Selected extract:
# # # # #

This is the crisis that the US, NATO, and European is prepared wait on, declaring that a firm commitment to halt these new Khartoum-orchestrated atrocities is “premature.”

THE EAST

A superb new analysis of the crisis in Eastern Sudan has recently been published by Julie Flint in The Daily Star/Lebanon (“The Looming Conflict in Eastern Sudan,” February 7, 2006; http://www.dailystar.com.lb/article.asp?edition_id=10&categ_id=5&article_id=22003). Flint offers a compelling picture of what the people of the East, primarily the Beja, have endured at the hands of successive regimes in Khartoum, but most conspicuously under the National Islamic Front:

“Eastern Sudan is one of the richest and the poorest regions of Sudan. It has some of the most fertile agricultural land in the country; gas, gold and other minerals; livestock; fisheries and possibly even oil. Port Sudan, capital of Red Sea State, is the country’s major seaport and export terminal. It is the terminus for three pipelines worth more than $1 billion and has recently begun tempting foreign tourists with cheap flights and expensive hotels. But in the slums of Port Sudan, the Beja and other pastoralists displaced from the surrounding rural areas by drought, the seizure of prime land and food shortages live on less than $1 a day. Until the Darfur conflict began—and perhaps even now—more babies and more children were dying in Red Sea State than in any other part of Sudan. Easterners have even more reason than Darfurians to be aggrieved.”

“Eastern Sudan’s plight is not so very different from that of Sudan’s other peripheries. The region is marginalized politically, exploited economically and neglected every which way. The [north/south] Comprehensive Peace Agreement (CPA) has accomplished nothing in this regard.”

The significance of the oil pipeline system running through this region can hardly be overstated. The Beja, who make up the bulk of the Eastern Front rebel group, are on the verge of war with Khartoum—with no credible peace forum in sight. Khartoum’s response to any threat to its strategically important oil infrastructure will certainly be genocidal. But in fact the people of Red Sea and Kassala Provinces, like those of Darfur Province, are already suffering terribly. Out of this ghastly suffering will emerge a new form of warfare in Sudan. Flint reports:

“‘The slums in which the Beja live in Port Sudan are one of the most horrific sights you can imagine,’ says one of the very few outsiders who has met some of the men—and women—who are ready to kill themselves to make their voices heard. ‘Displaced camps in Darfur are manifestly better. These people have seen all their livestock die. Their children are constantly sick with malaria and diarrhea and many are dying because of inadequate nutrition and access to drugs. They see the big roads, the bright lights and the hotels, the rich Sudanese living in their fancy houses and they say: “What’s the point of living if you don’t have enough money to feed your children? Better to sacrifice yourself.”‘”

# # # # #

(Dataset entries)
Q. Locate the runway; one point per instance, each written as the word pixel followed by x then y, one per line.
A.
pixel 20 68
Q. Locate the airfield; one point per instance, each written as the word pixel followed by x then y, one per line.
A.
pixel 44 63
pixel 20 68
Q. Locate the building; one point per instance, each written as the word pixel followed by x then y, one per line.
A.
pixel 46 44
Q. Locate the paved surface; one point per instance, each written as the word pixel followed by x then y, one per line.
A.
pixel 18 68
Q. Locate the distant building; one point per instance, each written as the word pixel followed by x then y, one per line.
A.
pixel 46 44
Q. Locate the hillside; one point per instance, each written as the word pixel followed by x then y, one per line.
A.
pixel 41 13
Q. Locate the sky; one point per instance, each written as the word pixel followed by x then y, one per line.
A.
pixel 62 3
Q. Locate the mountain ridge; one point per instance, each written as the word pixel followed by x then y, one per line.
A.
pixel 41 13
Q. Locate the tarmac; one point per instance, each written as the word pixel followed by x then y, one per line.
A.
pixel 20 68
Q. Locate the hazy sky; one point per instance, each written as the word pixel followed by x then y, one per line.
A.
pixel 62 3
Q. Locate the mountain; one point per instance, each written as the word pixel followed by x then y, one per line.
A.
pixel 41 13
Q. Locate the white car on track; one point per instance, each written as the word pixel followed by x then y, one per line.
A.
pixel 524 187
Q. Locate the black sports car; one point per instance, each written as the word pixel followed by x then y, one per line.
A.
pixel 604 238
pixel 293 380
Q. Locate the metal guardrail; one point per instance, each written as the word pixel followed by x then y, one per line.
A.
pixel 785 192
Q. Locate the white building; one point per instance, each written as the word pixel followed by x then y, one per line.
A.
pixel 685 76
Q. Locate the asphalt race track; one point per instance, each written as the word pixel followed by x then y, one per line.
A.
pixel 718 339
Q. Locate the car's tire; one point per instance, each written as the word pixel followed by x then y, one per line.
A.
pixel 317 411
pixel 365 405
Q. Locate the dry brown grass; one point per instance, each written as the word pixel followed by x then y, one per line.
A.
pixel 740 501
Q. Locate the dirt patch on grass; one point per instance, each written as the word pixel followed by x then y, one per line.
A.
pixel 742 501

# # # # #

List each cause the Eastern Sudan excerpt gives for why the Beja and other pastoralists were displaced from the rural areas around Port Sudan. Use only the text, not the lines, for this.

Response to this exercise:
- Drought
- The seizure of prime land
- Food shortages